[Exercise directions]: Copy the following material back word for word, leaving every line as it stands.

[Dataset excerpts]:
[START]

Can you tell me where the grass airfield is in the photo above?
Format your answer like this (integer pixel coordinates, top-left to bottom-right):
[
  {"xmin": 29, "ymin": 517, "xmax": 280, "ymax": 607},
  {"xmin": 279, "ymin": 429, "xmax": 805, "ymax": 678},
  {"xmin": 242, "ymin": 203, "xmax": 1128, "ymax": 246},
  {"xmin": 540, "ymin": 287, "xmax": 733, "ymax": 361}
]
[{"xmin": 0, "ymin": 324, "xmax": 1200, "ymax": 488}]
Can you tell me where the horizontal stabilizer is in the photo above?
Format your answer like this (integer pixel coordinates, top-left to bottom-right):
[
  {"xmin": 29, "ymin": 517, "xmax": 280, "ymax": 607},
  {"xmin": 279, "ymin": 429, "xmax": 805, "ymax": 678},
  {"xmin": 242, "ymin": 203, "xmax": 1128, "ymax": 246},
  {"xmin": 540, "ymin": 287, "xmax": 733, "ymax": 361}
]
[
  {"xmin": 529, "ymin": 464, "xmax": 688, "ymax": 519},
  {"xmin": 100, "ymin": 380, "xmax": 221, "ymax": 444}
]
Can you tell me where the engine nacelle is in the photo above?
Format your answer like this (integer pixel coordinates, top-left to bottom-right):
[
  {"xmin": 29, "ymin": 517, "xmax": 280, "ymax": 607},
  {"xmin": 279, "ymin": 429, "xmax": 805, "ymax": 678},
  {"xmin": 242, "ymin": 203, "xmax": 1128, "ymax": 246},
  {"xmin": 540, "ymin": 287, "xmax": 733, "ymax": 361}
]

[END]

[Answer below]:
Can you tell me where the grass airfield is in the photo above?
Format your answer like this (integer pixel coordinates, top-left to bottom-right):
[
  {"xmin": 29, "ymin": 517, "xmax": 280, "ymax": 607},
  {"xmin": 279, "ymin": 429, "xmax": 805, "ymax": 678},
  {"xmin": 242, "ymin": 203, "xmax": 1128, "ymax": 246},
  {"xmin": 540, "ymin": 287, "xmax": 733, "ymax": 361}
]
[{"xmin": 0, "ymin": 324, "xmax": 1200, "ymax": 488}]
Can you tell me where the horizontal stabilizer is in the photo above?
Format your answer like this (integer pixel coordinates, top-left to bottom-right):
[
  {"xmin": 29, "ymin": 517, "xmax": 280, "ymax": 607},
  {"xmin": 279, "ymin": 429, "xmax": 805, "ymax": 678},
  {"xmin": 242, "ymin": 203, "xmax": 1128, "ymax": 246},
  {"xmin": 540, "ymin": 287, "xmax": 733, "ymax": 361}
]
[
  {"xmin": 529, "ymin": 464, "xmax": 688, "ymax": 519},
  {"xmin": 100, "ymin": 380, "xmax": 221, "ymax": 444}
]
Can you tell me where the engine nacelle is in the photo above?
Format your answer like this (integer pixel coordinates, top-left to bottom-right):
[
  {"xmin": 29, "ymin": 517, "xmax": 280, "ymax": 607},
  {"xmin": 279, "ymin": 429, "xmax": 805, "ymax": 678},
  {"xmin": 242, "ymin": 203, "xmax": 1128, "ymax": 246},
  {"xmin": 540, "ymin": 287, "xmax": 733, "ymax": 361}
]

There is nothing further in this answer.